*PROBLEM REQUIREMENTS:*
Pick up the Pat Donovan biography after its final sentence and keep writing it.

*** Opening of TEXT PASSAGE ***

Pat Donovan

No. 67
- Position: Offensive tackle

Personal information
- Born: July 1, 1953 (age 73) Helena, Montana, U.S.
- Listed height: 6 ft 5 in (1.96 m)
- Listed weight: 253 lb (115 kg)

Career information
- High school: Helena
- College: Stanford
- NFL draft: 1975: 4th round, 90th overall pick

Career history
- Dallas Cowboys (1975–1983);

Awards and highlights
- Super Bowl champion (XII); Second-team All-Pro (1981); 4× Pro Bowl (1978–1981); Consensus All-American (1974); First-team All-American (1973); 2× First-team All-Pac-8 (1973, 1974);

Career NFL statistics
- Games played: 129
- Games started: 103
- Stats at Pro Football Reference

= Pat Donovan =

American football player (born 1953)

Patrick Emery Donovan (born July 1, 1953) is an American former professional football player who was an offensive tackle for the Dallas Cowboys of the National Football League (NFL). He played college football for the Stanford Cardinal. Sports Illustrated named him the fourth greatest Montana athlete of the 20th century.

==Early life==
Donovan is considered to be one of the greatest athletes in the history of the state of Montana. While attending Class A Helena Central High School as a freshman and sophomore, he lettered in football, basketball and track and field, winning the state shot put title as a sophomore.

After Helena Central closed, Donovan attended Class AA Helena High School, continuing to excel in track and field at the Class AA level, winning the shot put and discus competitions at the state meet in both his junior and senior seasons. He also was fast enough to anchor the school's 880-yard relay team to a state championship as a senior. He graduated as the holder of three school records in the shot put, discus and Javelin competitions.

Donovan also led Helena to the state championship basketball final as a junior and senior, losing to Kalispell in 1970 and winning against Billings West in 1971. He was named all tournament both years.

He went on to earn All-State honors on both offense and defense in football, was an All-State basketball player and won six first place medals at state track meets. In 1994, he was inducted into the Montana High School Association Hall of Fame and the National High School Hall of Fame.

*** Close of TEXT PASSAGE ***
*** Opening of ENTRIES PROVIDED ***

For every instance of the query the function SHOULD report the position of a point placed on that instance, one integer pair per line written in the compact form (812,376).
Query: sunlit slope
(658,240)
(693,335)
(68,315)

*** Close of ENTRIES PROVIDED ***
*** Opening of ENTRIES PROVIDED ***

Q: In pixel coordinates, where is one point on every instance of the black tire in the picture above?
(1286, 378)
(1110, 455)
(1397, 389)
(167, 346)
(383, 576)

*** Close of ENTRIES PROVIDED ***

*RESULT:*
==College career==
Donovan received a football scholarship to play at Stanford University. He was named the right defensive end starter during his sophomore campaign and by the time he was a junior, he posted 109 tackles to lead his team and was named first-team All-American.

As a senior, he received Consensus All-American honors. He was inducted into the Stanford Athletic Hall of Fame and was also named to Stanford's All-Century football team.

==Professional career==
Donovan was selected by the Dallas Cowboys in the fourth round of the 1975 NFL draft as a defensive end. He was one of 12 rookies who made the team that year - hence the "Dirty Dozen" nickname for the Cowboys 1975 draft, that helped the team reach Super Bowl X.

In 1975, the Cowboys needed help at offensive tackle and like defensive tackle Blaine Nye a few years before him, he was switched to the offensive line three days into training camp. As a rookie, he gained more weight and saw action at both left and right tackle.

After being a reserve during his first two seasons, he took over the right tackle job in 1977 when Rayfield Wright went down with an injury, helping the team win Super Bowl XII.

In 1978, he moved to the left side after Ralph Neely retired and Rayfield Wright returned from injury. Donovan became one of the top offensive tackles in the NFL during the late 1970s and early 1980s and together with Herb Scott formed one of the best left-side tandems in the league.

During his time with the Cowboys, center John Fitzgerald nicknamed the Cowboys offensive line as the "Four Irishmen and a Scott", when it was formed by Donovan, Fitzgerald, Jim Cooper, Tom Rafferty and Herb Scott.

That group helped pave the way for Tony Dorsett's Hall of Fame rushing career. In the 1982 season, he helped blocked on Dorsett's record 99-yard touchdown run against the Minnesota Vikings.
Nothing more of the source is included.